(Input material)

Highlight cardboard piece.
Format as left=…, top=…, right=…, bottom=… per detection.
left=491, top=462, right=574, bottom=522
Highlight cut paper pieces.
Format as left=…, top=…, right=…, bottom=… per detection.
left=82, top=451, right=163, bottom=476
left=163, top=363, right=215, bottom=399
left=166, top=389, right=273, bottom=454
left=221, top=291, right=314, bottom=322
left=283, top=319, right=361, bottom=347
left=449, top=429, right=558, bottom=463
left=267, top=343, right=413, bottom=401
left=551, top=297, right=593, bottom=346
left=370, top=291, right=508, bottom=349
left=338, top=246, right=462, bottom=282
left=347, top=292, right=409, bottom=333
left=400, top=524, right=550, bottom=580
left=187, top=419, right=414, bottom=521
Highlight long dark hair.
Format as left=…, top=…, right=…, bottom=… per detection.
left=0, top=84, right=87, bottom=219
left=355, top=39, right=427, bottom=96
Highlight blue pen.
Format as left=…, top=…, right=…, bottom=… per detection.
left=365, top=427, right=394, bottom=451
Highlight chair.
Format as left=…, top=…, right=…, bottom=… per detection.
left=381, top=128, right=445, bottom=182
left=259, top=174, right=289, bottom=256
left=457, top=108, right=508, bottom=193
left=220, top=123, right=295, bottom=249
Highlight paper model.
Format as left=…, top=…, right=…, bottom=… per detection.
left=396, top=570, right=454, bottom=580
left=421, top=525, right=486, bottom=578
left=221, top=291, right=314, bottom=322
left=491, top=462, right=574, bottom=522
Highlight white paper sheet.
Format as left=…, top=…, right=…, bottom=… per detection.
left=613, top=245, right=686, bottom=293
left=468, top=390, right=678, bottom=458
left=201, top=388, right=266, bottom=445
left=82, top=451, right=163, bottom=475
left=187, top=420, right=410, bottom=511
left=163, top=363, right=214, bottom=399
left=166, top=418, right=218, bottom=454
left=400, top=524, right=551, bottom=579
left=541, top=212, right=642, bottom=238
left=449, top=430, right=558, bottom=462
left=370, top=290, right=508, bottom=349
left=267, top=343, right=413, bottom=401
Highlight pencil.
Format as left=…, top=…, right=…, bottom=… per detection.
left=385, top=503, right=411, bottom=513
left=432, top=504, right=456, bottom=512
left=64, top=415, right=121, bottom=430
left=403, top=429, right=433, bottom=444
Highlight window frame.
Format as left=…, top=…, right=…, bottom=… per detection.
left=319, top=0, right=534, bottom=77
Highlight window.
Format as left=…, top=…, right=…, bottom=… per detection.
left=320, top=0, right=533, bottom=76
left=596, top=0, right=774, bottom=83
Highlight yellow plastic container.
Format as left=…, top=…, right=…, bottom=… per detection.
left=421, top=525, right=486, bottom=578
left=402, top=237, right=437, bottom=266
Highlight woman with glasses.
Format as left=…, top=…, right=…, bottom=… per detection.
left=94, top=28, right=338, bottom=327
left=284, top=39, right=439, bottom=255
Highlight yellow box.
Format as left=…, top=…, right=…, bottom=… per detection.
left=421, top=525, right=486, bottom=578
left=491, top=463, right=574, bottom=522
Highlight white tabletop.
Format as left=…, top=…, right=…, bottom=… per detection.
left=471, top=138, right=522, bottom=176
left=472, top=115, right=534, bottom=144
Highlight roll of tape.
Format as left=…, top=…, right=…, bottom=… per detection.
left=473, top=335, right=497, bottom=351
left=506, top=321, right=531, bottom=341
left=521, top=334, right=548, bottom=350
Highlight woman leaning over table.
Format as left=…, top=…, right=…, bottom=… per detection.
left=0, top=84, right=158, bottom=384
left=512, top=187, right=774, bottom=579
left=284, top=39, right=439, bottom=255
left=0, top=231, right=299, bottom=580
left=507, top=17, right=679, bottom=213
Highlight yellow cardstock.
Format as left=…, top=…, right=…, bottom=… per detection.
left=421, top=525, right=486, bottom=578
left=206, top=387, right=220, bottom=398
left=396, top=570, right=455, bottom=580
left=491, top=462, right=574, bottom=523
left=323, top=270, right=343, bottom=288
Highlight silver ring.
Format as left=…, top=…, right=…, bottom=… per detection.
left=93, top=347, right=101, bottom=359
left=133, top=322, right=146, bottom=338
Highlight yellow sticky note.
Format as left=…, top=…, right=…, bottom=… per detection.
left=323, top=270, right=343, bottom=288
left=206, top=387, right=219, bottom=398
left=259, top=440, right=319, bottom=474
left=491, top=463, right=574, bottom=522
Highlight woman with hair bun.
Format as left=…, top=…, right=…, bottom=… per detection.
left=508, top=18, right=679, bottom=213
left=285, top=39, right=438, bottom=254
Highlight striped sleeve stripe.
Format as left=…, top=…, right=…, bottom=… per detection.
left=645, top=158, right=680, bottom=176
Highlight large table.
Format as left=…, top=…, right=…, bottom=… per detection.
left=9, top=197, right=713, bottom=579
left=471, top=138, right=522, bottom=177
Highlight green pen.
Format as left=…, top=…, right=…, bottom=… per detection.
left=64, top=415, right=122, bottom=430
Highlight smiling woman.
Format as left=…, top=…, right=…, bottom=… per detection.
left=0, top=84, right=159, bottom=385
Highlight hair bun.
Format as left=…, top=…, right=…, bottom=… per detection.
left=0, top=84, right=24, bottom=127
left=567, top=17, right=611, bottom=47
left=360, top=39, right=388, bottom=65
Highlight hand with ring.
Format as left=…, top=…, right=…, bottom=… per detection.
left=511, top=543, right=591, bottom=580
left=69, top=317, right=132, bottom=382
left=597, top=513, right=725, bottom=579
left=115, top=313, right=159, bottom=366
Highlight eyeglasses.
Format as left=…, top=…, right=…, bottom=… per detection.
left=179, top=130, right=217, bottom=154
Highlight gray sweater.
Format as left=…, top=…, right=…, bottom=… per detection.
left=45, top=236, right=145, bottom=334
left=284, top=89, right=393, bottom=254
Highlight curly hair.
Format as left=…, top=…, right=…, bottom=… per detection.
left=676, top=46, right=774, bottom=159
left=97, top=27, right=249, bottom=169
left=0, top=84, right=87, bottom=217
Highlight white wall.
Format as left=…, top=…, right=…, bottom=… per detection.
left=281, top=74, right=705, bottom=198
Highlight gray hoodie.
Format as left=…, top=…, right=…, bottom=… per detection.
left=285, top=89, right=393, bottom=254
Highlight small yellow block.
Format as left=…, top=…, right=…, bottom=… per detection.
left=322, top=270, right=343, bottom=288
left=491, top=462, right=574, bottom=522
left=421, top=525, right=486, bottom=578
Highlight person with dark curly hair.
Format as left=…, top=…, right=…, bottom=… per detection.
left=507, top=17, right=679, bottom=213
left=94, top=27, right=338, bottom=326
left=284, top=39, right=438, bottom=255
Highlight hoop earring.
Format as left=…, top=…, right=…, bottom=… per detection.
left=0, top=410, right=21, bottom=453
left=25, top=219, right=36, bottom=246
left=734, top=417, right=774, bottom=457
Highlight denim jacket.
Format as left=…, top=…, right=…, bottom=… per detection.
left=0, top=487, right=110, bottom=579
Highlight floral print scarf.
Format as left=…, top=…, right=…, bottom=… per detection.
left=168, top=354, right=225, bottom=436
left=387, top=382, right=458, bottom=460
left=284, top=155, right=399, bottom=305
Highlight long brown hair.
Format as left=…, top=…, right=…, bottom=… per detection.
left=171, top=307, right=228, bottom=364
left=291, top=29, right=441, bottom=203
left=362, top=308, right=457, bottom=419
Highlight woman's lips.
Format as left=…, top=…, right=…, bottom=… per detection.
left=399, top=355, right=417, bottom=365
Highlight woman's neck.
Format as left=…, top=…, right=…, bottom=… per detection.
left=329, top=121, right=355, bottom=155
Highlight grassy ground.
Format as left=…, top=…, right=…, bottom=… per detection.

(End Input material)

**Prompt**
Print the data above exactly as it reads.

**Finished exercise**
Highlight cardboard piece.
Format as left=…, top=…, right=…, bottom=… per detection.
left=491, top=462, right=574, bottom=522
Highlight cut paper pieces.
Format as left=…, top=…, right=…, bottom=… per detection.
left=82, top=451, right=163, bottom=476
left=163, top=363, right=215, bottom=399
left=166, top=389, right=273, bottom=454
left=221, top=291, right=314, bottom=322
left=283, top=319, right=361, bottom=347
left=449, top=429, right=558, bottom=463
left=267, top=343, right=413, bottom=401
left=551, top=297, right=593, bottom=346
left=370, top=291, right=508, bottom=349
left=338, top=246, right=462, bottom=282
left=347, top=292, right=409, bottom=333
left=400, top=524, right=550, bottom=580
left=187, top=419, right=414, bottom=521
Highlight long dark hair.
Format as left=…, top=…, right=…, bottom=… per detection.
left=0, top=84, right=87, bottom=219
left=355, top=39, right=427, bottom=96
Highlight blue pen.
Format as left=…, top=…, right=…, bottom=… per detection.
left=365, top=427, right=394, bottom=451
Highlight chair.
Format as left=…, top=…, right=…, bottom=… per detection.
left=381, top=128, right=445, bottom=182
left=259, top=174, right=289, bottom=256
left=457, top=108, right=508, bottom=193
left=220, top=123, right=295, bottom=249
Highlight paper model.
Format as left=…, top=…, right=…, bottom=… per detection.
left=396, top=570, right=454, bottom=580
left=421, top=525, right=486, bottom=578
left=221, top=291, right=314, bottom=322
left=491, top=462, right=574, bottom=522
Highlight white paper sheet.
Format as left=…, top=…, right=…, bottom=… per detection.
left=613, top=245, right=686, bottom=293
left=468, top=390, right=678, bottom=458
left=201, top=388, right=266, bottom=445
left=82, top=451, right=163, bottom=475
left=187, top=420, right=410, bottom=511
left=163, top=363, right=214, bottom=399
left=166, top=418, right=218, bottom=454
left=400, top=524, right=551, bottom=579
left=541, top=212, right=642, bottom=238
left=449, top=430, right=558, bottom=462
left=370, top=290, right=508, bottom=349
left=267, top=343, right=413, bottom=401
Highlight pencil.
Format as left=…, top=…, right=…, bottom=… per detection.
left=385, top=503, right=411, bottom=513
left=432, top=504, right=456, bottom=512
left=64, top=415, right=121, bottom=430
left=403, top=429, right=433, bottom=444
Highlight window frame.
Format as left=…, top=…, right=…, bottom=… per detection.
left=319, top=0, right=534, bottom=77
Highlight window.
Format as left=…, top=…, right=…, bottom=… per detection.
left=320, top=0, right=533, bottom=76
left=596, top=0, right=774, bottom=83
Highlight yellow plastic container.
Format as left=…, top=…, right=…, bottom=… per detection.
left=421, top=525, right=486, bottom=578
left=402, top=237, right=437, bottom=266
Highlight woman with glasses.
Format as left=…, top=…, right=…, bottom=… per detection.
left=94, top=28, right=338, bottom=327
left=284, top=39, right=439, bottom=255
Highlight yellow box.
Format as left=…, top=…, right=…, bottom=… per detection.
left=421, top=525, right=486, bottom=578
left=491, top=463, right=574, bottom=522
Highlight white tabletop.
Format as left=…, top=…, right=…, bottom=… per detection.
left=471, top=138, right=522, bottom=176
left=472, top=115, right=534, bottom=144
Highlight roll of tape.
Format as left=…, top=…, right=…, bottom=… per detection.
left=473, top=335, right=497, bottom=351
left=506, top=321, right=531, bottom=341
left=521, top=334, right=548, bottom=350
Highlight woman leaning over table.
Format as left=…, top=…, right=…, bottom=… per detection.
left=0, top=84, right=158, bottom=384
left=512, top=187, right=774, bottom=579
left=284, top=39, right=439, bottom=255
left=0, top=231, right=299, bottom=580
left=507, top=17, right=679, bottom=213
Highlight yellow cardstock.
Format as left=…, top=…, right=…, bottom=… per detection.
left=421, top=525, right=486, bottom=578
left=206, top=387, right=220, bottom=398
left=396, top=570, right=455, bottom=580
left=491, top=462, right=574, bottom=523
left=323, top=270, right=343, bottom=288
Highlight silver ring.
Format as left=…, top=…, right=…, bottom=… per detection.
left=93, top=347, right=101, bottom=359
left=133, top=322, right=146, bottom=338
Highlight yellow sticky note.
Format as left=…, top=…, right=…, bottom=… per detection.
left=323, top=270, right=343, bottom=288
left=206, top=387, right=219, bottom=398
left=259, top=440, right=319, bottom=474
left=491, top=463, right=574, bottom=522
Highlight woman with hair bun.
Format as left=…, top=…, right=…, bottom=… per detection.
left=508, top=18, right=679, bottom=213
left=285, top=39, right=438, bottom=254
Highlight striped sleeve stripe.
Format as left=…, top=…, right=…, bottom=… per detection.
left=645, top=158, right=680, bottom=176
Highlight large table.
Format as left=…, top=…, right=…, bottom=… per detection.
left=9, top=197, right=713, bottom=579
left=471, top=138, right=522, bottom=177
Highlight green pen.
Format as left=…, top=…, right=…, bottom=… per detection.
left=64, top=415, right=122, bottom=430
Highlight smiling woman.
Format as left=…, top=…, right=…, bottom=… per detection.
left=0, top=84, right=159, bottom=385
Highlight hair bun.
Format as left=…, top=…, right=…, bottom=… per detection.
left=0, top=84, right=24, bottom=127
left=567, top=17, right=611, bottom=47
left=360, top=39, right=388, bottom=65
Highlight hand with ring.
Format as left=…, top=…, right=…, bottom=… per detection.
left=511, top=543, right=591, bottom=580
left=69, top=317, right=132, bottom=382
left=597, top=513, right=725, bottom=579
left=115, top=313, right=159, bottom=366
Highlight eyeglasses.
Format as left=…, top=…, right=…, bottom=… per detection.
left=179, top=130, right=217, bottom=154
Highlight gray sweater.
Format as left=…, top=…, right=…, bottom=… per detection.
left=45, top=236, right=145, bottom=334
left=284, top=89, right=393, bottom=254
Highlight curly hair.
Format as left=…, top=…, right=…, bottom=… per detection.
left=676, top=46, right=774, bottom=159
left=97, top=27, right=249, bottom=169
left=0, top=84, right=87, bottom=217
Highlight white wall.
Format as left=…, top=…, right=…, bottom=… per detection.
left=281, top=74, right=705, bottom=198
Highlight gray hoodie.
Format as left=…, top=…, right=…, bottom=… per detection.
left=285, top=89, right=393, bottom=254
Highlight small yellow block.
Format as left=…, top=…, right=…, bottom=… per detection.
left=322, top=270, right=343, bottom=288
left=491, top=462, right=574, bottom=522
left=421, top=525, right=486, bottom=578
Highlight person with dark curly hair.
Format as left=…, top=…, right=…, bottom=… per detection.
left=507, top=17, right=679, bottom=213
left=94, top=27, right=338, bottom=326
left=284, top=39, right=438, bottom=255
Highlight hoop earring.
Format as left=…, top=…, right=…, bottom=… per detection.
left=0, top=410, right=21, bottom=453
left=25, top=219, right=36, bottom=246
left=734, top=417, right=774, bottom=457
Highlight denim jacket.
Format as left=…, top=…, right=…, bottom=… per detection.
left=0, top=487, right=110, bottom=579
Highlight floral print scarf.
Format as left=…, top=…, right=…, bottom=… per detection.
left=168, top=354, right=225, bottom=436
left=387, top=382, right=458, bottom=460
left=284, top=155, right=399, bottom=305
Highlight long brown hair.
Format as left=…, top=…, right=…, bottom=… per detection.
left=171, top=307, right=228, bottom=364
left=291, top=29, right=441, bottom=203
left=362, top=308, right=457, bottom=419
Highlight woman's lips.
Format as left=…, top=…, right=…, bottom=… per detection.
left=399, top=355, right=417, bottom=365
Highlight woman's neck.
Format as left=…, top=…, right=…, bottom=… per detection.
left=329, top=121, right=355, bottom=155
Highlight grassy ground.
Format as left=…, top=…, right=…, bottom=… per detection.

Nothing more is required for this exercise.